- Short problem -
Rewrite the lines of the records below as a numbered list, omitting any blank lines.

================================

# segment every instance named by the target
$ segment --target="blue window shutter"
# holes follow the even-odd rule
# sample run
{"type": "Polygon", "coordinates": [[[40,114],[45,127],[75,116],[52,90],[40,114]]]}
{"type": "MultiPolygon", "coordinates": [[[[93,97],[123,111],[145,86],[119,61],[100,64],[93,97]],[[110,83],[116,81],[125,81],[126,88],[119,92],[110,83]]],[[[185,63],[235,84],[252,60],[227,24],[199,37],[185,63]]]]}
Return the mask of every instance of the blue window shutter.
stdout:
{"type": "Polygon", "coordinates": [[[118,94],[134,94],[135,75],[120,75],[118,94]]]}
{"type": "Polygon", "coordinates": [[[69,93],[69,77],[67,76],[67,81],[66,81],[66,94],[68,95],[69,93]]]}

================================

- Response below -
1. # segment every instance named by the target
2. $ segment --target="blue window shutter"
3. # holes follow the even-odd rule
4. # sample run
5. {"type": "Polygon", "coordinates": [[[40,114],[45,127],[75,116],[52,90],[40,114]]]}
6. {"type": "MultiPolygon", "coordinates": [[[[93,97],[123,111],[145,86],[119,61],[100,64],[93,97]],[[110,83],[116,81],[125,81],[126,88],[119,92],[110,83]]],[[[185,63],[235,84],[252,60],[227,24],[199,37],[185,63]]]]}
7. Return the mask of every instance of the blue window shutter.
8. stdout:
9. {"type": "Polygon", "coordinates": [[[118,94],[134,94],[135,75],[120,75],[118,94]]]}
10. {"type": "Polygon", "coordinates": [[[69,93],[69,77],[67,76],[67,81],[66,81],[66,94],[68,95],[69,93]]]}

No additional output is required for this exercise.